Task 1: Reproduce the rows verbatim, beginning with the first row and continuing through the line containing "21,45 -> 322,186", with both ends included.

Document passage:

◇ ◇ ◇ ◇

If we define the Hamiltonian vector field $X_Q$ of a quantity $Q$ by its action on the coordinate functions $q$ and $p$ by \begin{align} X_Q(q) &= \frac{\partial Q}{\partial p} \\ X_Q(p) &= -\frac{\partial Q}{\partial q} \end{align} then we can implement finite symmetry transformations by solving the functions $(q(\lambda), p(\lambda))$ which satisfy the differential equations \begin{align} q'(\lambda) &= X_Q(q) \\ p'(\lambda) &= X_Q(p) \end{align} and have the initial conditions $(q(0), p(0)) = (q_0, p_0)$. If we then plug in $Q = K(t)$, for some fixed $t$, then \begin{align} q'(\lambda) &= X_{K(t)}(q) = t\\ p'(\lambda) &= X_{K(t)}(p) = m. \end{align} This is solved by \begin{align} q(\lambda) &= q_0 + \lambda t\\ p(\lambda) &= p_0 + \lambda m. \end{align} Identifying $\lambda = v$ we see that this does indeed implement a boost. More importantly, we can see that this boost transformation really is implemented at a fixed time.

◇ ◇ ◇ ◇

Data shown:

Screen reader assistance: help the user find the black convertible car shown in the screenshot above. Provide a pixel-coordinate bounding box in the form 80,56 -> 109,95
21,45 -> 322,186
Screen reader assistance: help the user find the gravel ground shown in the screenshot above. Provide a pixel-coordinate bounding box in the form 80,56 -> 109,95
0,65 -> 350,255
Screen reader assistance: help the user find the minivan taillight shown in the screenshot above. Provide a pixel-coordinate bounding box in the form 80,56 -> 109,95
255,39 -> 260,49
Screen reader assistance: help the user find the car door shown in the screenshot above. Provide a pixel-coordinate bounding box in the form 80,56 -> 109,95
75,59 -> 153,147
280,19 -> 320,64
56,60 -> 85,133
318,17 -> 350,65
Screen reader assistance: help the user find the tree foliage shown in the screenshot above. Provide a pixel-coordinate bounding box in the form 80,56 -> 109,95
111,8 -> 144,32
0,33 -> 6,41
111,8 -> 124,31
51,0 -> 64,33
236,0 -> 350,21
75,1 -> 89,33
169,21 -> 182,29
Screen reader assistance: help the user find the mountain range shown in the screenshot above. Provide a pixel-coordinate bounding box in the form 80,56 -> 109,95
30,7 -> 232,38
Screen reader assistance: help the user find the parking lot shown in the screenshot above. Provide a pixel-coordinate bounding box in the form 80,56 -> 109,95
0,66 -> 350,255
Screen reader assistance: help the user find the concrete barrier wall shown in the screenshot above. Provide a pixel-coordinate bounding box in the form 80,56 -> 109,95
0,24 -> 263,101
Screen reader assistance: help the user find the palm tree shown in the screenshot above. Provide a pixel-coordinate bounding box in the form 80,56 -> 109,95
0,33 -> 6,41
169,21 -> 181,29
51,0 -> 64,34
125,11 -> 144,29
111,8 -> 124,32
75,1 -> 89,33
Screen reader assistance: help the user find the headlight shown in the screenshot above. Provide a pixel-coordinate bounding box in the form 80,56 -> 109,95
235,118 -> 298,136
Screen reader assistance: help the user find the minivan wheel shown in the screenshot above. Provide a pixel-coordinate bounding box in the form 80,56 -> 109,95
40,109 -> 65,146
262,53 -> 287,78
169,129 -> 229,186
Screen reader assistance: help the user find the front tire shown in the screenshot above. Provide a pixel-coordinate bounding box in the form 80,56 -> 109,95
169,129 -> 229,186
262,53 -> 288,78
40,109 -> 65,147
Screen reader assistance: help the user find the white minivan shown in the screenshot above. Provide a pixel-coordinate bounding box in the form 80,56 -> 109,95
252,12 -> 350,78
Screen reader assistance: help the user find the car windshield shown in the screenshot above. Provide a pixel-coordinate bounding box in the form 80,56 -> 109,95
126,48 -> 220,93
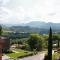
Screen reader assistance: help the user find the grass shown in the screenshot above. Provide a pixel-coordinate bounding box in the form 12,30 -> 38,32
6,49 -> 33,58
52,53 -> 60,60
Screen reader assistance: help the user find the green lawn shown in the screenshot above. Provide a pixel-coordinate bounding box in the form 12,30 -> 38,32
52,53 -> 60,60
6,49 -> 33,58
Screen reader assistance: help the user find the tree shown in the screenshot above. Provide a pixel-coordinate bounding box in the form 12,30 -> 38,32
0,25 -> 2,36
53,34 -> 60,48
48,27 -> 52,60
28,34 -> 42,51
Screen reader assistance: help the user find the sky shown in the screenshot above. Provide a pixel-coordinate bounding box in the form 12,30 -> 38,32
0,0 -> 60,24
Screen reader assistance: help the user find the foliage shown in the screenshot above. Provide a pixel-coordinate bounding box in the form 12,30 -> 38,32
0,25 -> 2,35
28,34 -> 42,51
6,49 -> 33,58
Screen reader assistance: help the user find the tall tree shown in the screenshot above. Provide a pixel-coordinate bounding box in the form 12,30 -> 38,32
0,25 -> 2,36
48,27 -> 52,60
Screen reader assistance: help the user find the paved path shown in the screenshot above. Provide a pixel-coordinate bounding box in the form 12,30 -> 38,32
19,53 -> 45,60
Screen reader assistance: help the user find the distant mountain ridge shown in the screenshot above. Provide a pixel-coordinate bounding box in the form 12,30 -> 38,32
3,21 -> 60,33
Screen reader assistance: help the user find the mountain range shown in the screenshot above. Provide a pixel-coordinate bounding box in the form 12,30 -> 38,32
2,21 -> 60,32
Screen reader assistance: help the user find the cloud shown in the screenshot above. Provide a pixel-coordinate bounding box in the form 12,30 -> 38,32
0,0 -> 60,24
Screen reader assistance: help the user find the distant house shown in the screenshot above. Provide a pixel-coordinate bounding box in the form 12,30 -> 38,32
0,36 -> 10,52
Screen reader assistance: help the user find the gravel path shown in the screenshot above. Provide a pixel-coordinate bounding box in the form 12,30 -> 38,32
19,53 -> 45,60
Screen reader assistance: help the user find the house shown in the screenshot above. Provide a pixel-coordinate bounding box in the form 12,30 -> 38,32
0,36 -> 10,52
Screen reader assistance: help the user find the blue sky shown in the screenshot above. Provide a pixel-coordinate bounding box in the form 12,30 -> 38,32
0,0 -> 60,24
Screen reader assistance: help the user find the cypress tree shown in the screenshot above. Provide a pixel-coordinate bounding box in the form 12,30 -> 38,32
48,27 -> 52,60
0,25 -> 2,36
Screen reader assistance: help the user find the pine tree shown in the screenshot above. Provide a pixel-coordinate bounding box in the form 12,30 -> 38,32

◇ ◇ ◇ ◇

Task 2: In the passage on Hamiltonian vector fields, with what quantity is $\lambda$ identified to show that the transformation implements a boost?

Exercise response 1:
Screen reader assistance: help the user find the black convertible car shown in the screenshot above. Provide a pixel-coordinate bounding box in the form 80,56 -> 109,95
21,45 -> 322,186

Exercise response 2: $\lambda$ is identified with $v$.